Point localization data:
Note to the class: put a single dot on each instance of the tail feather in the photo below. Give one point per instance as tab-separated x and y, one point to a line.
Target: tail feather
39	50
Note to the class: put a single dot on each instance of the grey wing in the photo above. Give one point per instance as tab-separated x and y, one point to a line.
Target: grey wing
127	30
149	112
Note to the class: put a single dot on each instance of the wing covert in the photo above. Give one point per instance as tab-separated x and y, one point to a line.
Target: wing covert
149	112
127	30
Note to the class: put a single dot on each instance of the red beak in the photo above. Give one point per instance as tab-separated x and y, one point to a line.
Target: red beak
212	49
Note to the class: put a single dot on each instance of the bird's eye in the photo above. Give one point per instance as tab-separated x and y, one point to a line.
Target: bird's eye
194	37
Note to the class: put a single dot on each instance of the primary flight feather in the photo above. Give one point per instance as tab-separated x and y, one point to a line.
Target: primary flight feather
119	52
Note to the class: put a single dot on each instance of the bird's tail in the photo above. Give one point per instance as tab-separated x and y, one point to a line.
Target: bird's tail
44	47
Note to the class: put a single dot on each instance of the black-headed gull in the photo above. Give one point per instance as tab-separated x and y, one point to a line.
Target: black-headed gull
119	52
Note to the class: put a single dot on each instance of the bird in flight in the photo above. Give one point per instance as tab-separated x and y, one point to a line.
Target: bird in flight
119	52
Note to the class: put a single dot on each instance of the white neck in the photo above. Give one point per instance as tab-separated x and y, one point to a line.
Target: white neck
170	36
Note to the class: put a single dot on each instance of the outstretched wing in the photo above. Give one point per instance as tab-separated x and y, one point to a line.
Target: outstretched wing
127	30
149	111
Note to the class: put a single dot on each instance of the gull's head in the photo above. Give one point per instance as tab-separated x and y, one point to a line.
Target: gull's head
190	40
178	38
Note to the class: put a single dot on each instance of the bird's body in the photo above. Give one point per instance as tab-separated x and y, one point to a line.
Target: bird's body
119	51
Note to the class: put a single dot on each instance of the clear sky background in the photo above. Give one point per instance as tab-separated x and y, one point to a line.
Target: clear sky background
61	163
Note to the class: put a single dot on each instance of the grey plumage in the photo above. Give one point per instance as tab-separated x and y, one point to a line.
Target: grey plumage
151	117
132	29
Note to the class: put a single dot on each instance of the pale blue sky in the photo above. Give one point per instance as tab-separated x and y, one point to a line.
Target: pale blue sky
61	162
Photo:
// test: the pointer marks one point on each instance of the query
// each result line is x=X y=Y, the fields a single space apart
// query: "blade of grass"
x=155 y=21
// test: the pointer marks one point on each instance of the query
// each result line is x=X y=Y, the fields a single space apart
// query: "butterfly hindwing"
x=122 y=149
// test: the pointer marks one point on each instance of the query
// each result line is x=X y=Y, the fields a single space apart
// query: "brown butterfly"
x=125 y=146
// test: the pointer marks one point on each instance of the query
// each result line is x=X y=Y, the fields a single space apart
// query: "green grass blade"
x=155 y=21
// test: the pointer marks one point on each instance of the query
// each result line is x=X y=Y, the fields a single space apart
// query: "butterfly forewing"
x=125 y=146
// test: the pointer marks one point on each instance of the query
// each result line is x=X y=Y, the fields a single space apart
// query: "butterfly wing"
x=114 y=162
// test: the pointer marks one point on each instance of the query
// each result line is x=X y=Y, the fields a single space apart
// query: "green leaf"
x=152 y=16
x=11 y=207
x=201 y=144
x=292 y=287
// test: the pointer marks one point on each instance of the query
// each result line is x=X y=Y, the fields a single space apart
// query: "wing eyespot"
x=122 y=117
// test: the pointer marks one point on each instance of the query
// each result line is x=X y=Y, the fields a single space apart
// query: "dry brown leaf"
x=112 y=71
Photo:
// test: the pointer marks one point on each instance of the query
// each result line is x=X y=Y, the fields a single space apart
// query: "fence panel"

**WHAT NEEDS TO BE DONE**
Copy each entry above exactly, character for character.

**EXPECTED OUTPUT**
Note to the class: put a single dot on each instance of the tail feather in the photo below. Give one point per instance as tab-separated x and y, one point to a line.
Target: tail feather
39	50
Note to the class: put a single dot on each instance of the grey wing in the photo above. Give one point per instance as tab-separated x and y, one point to a line.
Target: grey wing
127	30
149	112
Note to the class: put a single dot on each instance of the wing covert in the photo above. Give one point per instance as tab-separated x and y, one point to a line.
Target: wing covert
149	112
127	30
Note to the class: put a single dot on each instance of the red beak in the photo above. Give one point per instance as tab-separated x and y, one point to a line.
Target: red beak
212	49
Note to the class: put a single dot on each instance of the bird's eye in the photo above. Give one point per instance as tab-separated x and y, one point to a line.
Target: bird's eye
194	37
Note to the class: put a single dot on each instance of the primary flight feather in the photo above. Give one point per instance as tab-separated x and y, one point to a line.
Target: primary flight feather
119	52
Note to the class: put a single dot on each instance of the bird's tail in the photo above. Give one point per instance as tab-separated x and y, one point to a line.
Target: bird's tail
44	47
Note to the class: put a single dot on each instance of the black-headed gull in the photo above. Give one point per instance as tab-separated x and y, one point to a line.
Target: black-headed gull
119	52
Note to the class: put a single dot on each instance of the bird in flight in the photo above. Give one point per instance as tab-separated x and y, one point to a line.
Target: bird in flight
119	52
Note to the class: put a single dot on each instance of the white neck in the photo above. Give one point per instance as tab-separated x and y, one point to a line.
Target: white neck
170	36
Note to the class: put a single dot on each instance of the outstretched wing in the photo above. Give one point per instance as tab-separated x and y, one point to a line.
Target: outstretched wing
127	30
149	111
Note to the class: put a single dot on each instance of the gull's head in the photo above. Give one point per instance as tab-separated x and y, one point to a line.
Target: gull's head
190	40
178	38
Note to the class: put a single dot on each instance of the bird's body in the photo above. Give one point per instance as tab-separated x and y, one point to a line.
Target: bird's body
119	51
Note to the class: put a single dot on each instance of the clear sky background in the photo above. Give one point per instance as tab-separated x and y, one point to a line.
Target: clear sky background
61	163
Note to the class: put a single dot on each instance of the grey plumage in the photo above. Give one point per instance as tab-separated x and y, one point to a line.
Target: grey plumage
151	117
132	29
Note to the class: put a single dot on each instance of the pale blue sky in the photo above. Give one point per instance as tab-separated x and y, one point to a line.
Target: pale blue sky
61	162
Photo:
// test: the pointer marks one point on each instance of the query
// each result line is x=X y=Y, the fields a single space apart
// query: "blade of grass"
x=155 y=21
// test: the pointer marks one point on each instance of the query
// each result line is x=X y=Y, the fields a single space apart
// query: "butterfly hindwing"
x=122 y=149
// test: the pointer marks one point on each instance of the query
// each result line is x=X y=Y, the fields a single space apart
// query: "brown butterfly"
x=125 y=146
// test: the pointer marks one point on each instance of the query
// each result line is x=X y=Y, the fields a single space apart
// query: "green grass blade"
x=155 y=21
// test: the pointer marks one point on each instance of the query
// each result line is x=X y=Y, the fields a single space apart
// query: "butterfly forewing"
x=125 y=146
// test: the pointer marks one point on each instance of the query
// each result line is x=X y=Y, the fields a single space apart
// query: "butterfly wing"
x=114 y=162
// test: the pointer marks one point on each instance of the query
// each result line is x=X y=Y, the fields a single space apart
// query: "green leaf"
x=152 y=16
x=11 y=207
x=201 y=144
x=292 y=287
// test: the pointer marks one point on each instance of the query
// each result line is x=X y=Y, the fields a single space apart
// query: "wing eyespot"
x=122 y=117
// test: the pointer marks one point on each instance of the query
// each result line is x=X y=Y, the fields a single space apart
// query: "dry brown leaf"
x=112 y=71
Photo:
// test: the pointer marks one point on each instance of the query
// each result line is x=X y=Y, the fields a single space apart
// query: "fence panel"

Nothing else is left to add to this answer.